TRY IT:
Every line from the one with "Practice. Find the dirt" through the end of the records below should be restated word for word, and nothing outside that span.

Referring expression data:

━━━━━━━━━━━━━━━━━━━━

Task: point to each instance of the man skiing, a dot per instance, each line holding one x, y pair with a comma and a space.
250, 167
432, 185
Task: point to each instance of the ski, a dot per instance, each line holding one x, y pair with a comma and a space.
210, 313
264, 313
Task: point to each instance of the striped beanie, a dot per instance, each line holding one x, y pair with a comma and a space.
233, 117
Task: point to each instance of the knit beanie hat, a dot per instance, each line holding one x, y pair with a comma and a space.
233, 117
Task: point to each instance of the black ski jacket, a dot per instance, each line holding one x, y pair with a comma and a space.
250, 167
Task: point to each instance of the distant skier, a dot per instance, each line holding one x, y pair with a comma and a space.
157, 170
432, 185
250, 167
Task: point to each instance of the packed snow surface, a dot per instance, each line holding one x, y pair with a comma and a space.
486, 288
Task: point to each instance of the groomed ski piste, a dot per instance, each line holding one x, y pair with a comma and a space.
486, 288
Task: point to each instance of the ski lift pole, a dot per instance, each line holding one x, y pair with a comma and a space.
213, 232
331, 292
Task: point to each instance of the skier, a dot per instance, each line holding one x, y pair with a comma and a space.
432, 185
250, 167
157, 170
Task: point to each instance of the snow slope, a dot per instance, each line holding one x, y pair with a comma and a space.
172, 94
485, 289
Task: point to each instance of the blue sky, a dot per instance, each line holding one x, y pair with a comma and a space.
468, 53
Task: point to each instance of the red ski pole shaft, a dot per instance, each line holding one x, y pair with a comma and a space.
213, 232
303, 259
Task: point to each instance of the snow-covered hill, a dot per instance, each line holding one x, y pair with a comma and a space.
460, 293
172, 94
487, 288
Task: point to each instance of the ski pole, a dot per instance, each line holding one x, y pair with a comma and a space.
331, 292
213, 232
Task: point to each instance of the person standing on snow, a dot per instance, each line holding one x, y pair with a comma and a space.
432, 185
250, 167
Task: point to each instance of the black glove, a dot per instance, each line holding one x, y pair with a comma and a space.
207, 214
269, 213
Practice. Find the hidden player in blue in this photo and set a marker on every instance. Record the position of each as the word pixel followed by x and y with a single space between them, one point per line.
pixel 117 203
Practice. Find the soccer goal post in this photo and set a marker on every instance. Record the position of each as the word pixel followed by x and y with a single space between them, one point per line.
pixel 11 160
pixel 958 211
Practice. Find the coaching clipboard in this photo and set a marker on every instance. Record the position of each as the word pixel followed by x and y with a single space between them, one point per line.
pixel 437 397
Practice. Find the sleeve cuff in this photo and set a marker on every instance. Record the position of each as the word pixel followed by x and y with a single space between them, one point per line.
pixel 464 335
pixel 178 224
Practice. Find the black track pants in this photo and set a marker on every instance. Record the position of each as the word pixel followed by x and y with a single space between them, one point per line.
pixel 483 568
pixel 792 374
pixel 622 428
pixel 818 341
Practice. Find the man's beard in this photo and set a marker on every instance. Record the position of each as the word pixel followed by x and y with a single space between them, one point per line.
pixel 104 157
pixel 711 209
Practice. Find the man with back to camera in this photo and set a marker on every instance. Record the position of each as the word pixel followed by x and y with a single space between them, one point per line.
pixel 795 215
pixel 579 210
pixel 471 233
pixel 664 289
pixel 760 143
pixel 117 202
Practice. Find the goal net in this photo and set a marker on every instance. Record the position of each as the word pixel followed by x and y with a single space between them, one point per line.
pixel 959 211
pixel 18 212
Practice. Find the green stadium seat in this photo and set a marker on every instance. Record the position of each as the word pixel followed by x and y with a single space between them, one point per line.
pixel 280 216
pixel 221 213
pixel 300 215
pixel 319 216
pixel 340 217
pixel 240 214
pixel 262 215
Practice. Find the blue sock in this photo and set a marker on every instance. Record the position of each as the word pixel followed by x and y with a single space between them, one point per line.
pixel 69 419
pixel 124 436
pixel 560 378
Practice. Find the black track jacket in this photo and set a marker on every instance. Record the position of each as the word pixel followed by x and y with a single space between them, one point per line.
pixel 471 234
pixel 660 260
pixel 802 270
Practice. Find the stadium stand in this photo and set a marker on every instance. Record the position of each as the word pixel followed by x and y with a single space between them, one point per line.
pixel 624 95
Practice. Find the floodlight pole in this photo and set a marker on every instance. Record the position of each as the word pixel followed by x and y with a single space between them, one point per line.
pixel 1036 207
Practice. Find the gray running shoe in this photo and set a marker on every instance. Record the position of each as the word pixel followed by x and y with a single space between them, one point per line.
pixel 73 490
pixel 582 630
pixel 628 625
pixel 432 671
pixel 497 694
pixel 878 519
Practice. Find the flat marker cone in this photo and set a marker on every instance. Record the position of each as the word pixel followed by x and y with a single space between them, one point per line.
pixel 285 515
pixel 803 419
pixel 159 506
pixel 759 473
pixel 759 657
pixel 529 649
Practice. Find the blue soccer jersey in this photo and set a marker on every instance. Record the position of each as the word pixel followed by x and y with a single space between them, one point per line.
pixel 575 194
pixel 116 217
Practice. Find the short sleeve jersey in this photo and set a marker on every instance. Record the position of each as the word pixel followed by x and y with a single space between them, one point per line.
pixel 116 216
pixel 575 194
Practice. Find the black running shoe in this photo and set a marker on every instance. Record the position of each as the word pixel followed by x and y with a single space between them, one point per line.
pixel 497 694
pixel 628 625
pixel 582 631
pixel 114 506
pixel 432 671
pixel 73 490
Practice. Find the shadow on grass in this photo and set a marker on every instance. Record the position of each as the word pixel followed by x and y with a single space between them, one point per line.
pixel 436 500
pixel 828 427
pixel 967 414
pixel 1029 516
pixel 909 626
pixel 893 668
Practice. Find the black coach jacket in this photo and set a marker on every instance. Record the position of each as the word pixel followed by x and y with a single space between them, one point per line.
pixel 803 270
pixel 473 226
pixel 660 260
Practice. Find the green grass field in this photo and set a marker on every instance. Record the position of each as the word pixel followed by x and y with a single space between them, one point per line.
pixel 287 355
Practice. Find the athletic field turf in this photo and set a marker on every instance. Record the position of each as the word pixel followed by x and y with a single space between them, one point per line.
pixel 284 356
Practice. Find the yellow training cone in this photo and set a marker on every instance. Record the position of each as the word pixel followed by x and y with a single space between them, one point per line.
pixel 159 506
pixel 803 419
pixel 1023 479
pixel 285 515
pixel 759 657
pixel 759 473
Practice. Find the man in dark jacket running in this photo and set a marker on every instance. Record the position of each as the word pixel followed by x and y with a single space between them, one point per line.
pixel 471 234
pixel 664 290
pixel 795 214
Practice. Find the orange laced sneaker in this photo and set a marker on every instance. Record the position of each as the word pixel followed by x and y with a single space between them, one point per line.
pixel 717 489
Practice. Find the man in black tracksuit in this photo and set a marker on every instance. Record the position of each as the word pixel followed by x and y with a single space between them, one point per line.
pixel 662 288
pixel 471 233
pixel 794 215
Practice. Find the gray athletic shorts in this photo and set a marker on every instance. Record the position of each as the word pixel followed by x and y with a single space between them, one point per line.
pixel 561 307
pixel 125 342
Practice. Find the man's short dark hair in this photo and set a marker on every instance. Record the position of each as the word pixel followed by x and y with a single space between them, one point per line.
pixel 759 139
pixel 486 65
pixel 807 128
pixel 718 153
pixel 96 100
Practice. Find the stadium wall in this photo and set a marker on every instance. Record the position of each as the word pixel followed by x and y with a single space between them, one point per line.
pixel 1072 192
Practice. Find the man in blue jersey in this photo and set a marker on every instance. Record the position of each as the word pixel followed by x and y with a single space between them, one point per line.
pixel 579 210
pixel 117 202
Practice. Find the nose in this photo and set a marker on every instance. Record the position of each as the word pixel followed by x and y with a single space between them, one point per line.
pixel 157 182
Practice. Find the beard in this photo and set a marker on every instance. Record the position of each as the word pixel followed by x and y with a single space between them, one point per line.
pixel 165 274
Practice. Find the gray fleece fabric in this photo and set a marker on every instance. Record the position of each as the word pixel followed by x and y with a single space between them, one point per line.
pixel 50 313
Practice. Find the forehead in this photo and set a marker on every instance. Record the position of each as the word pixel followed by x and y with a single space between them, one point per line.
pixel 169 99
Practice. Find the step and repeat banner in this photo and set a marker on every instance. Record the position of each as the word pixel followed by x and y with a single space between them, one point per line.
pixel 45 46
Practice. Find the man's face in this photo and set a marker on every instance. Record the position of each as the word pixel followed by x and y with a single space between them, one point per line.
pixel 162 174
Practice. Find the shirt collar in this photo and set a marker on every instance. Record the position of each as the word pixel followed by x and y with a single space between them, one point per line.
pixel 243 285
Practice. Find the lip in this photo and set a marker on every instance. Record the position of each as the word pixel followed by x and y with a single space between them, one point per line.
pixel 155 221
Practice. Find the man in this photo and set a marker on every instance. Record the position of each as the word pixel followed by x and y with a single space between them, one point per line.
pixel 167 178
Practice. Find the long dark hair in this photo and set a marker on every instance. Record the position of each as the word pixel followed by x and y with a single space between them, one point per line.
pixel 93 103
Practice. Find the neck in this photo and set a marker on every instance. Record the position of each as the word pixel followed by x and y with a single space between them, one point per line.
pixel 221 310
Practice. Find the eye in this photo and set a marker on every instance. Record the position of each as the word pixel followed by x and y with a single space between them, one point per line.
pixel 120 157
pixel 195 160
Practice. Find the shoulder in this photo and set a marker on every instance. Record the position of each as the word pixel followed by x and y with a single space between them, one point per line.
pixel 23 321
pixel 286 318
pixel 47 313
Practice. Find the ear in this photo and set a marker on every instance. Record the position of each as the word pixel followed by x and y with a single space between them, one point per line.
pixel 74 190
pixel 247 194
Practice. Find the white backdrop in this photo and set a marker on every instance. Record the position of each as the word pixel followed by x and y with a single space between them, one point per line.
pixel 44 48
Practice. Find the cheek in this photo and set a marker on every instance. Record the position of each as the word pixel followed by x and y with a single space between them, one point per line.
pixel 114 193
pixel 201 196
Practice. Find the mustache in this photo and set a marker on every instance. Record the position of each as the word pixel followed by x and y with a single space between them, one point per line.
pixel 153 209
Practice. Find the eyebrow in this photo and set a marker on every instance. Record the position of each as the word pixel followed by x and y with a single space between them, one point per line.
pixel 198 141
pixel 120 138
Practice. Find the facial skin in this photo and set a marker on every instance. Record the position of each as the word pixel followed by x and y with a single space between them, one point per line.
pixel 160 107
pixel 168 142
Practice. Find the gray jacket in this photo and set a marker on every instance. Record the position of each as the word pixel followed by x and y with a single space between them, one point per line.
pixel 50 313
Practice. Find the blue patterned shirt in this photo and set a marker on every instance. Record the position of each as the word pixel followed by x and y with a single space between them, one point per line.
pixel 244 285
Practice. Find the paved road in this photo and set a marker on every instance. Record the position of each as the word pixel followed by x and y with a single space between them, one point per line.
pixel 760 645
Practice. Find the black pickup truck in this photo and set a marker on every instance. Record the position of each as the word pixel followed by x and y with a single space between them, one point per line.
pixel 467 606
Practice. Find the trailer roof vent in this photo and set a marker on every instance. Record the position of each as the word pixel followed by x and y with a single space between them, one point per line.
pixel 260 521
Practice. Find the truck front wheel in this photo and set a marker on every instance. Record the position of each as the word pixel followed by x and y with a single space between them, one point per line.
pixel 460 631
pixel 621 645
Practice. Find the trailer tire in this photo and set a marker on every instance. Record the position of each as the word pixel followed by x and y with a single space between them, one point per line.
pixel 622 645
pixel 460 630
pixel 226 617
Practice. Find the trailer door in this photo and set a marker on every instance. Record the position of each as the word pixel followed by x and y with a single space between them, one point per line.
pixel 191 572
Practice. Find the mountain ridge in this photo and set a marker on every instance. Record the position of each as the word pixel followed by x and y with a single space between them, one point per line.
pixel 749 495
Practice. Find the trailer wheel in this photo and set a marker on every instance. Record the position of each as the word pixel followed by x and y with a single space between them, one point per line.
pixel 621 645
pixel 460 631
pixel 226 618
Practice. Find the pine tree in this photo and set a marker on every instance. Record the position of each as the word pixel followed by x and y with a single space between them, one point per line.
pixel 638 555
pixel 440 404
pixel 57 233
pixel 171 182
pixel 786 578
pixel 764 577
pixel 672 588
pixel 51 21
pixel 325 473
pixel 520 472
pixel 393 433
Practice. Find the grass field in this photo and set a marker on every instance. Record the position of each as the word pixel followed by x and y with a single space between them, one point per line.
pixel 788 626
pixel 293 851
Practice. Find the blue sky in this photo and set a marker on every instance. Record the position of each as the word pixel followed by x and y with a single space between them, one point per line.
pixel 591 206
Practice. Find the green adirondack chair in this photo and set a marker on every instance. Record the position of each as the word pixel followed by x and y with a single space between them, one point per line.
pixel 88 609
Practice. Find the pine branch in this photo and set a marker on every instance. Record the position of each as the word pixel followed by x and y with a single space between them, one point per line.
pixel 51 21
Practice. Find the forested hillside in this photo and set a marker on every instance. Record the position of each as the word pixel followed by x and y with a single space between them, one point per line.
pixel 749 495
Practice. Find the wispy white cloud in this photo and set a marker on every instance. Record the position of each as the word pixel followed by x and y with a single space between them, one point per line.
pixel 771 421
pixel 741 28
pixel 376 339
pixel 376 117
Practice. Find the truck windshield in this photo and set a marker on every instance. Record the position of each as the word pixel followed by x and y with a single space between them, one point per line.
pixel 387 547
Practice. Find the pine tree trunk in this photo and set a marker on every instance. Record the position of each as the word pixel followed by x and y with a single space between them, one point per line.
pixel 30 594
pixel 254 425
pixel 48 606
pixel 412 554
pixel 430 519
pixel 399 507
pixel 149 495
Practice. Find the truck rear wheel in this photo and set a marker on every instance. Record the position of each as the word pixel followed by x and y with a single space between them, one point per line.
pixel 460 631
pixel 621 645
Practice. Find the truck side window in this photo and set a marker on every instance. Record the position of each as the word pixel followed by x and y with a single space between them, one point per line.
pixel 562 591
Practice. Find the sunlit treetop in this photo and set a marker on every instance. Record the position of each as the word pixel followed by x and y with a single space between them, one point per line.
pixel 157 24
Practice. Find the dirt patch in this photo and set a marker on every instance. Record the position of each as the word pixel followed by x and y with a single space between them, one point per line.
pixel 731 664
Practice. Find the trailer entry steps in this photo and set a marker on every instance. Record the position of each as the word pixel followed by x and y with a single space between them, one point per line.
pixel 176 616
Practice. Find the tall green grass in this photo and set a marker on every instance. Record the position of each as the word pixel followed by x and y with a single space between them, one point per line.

━━━━━━━━━━━━━━━━━━━━

ANSWER FOR THE TASK:
Practice. Find the dirt patch in this photo and set a marker on every instance. Record the position of each as the word pixel followed by x and y with a single space between them, one point per line.
pixel 731 664
Practice. Find the trailer entry steps in this photo and set a marker on every instance. Record the position of each as the word pixel followed by x and y with a single space between them, one point per line.
pixel 176 616
Practice. Find the tall green grass in this photo and set a marker on every instance. Record the position of each as the word pixel followed by x and y with a single space between them, one point per line.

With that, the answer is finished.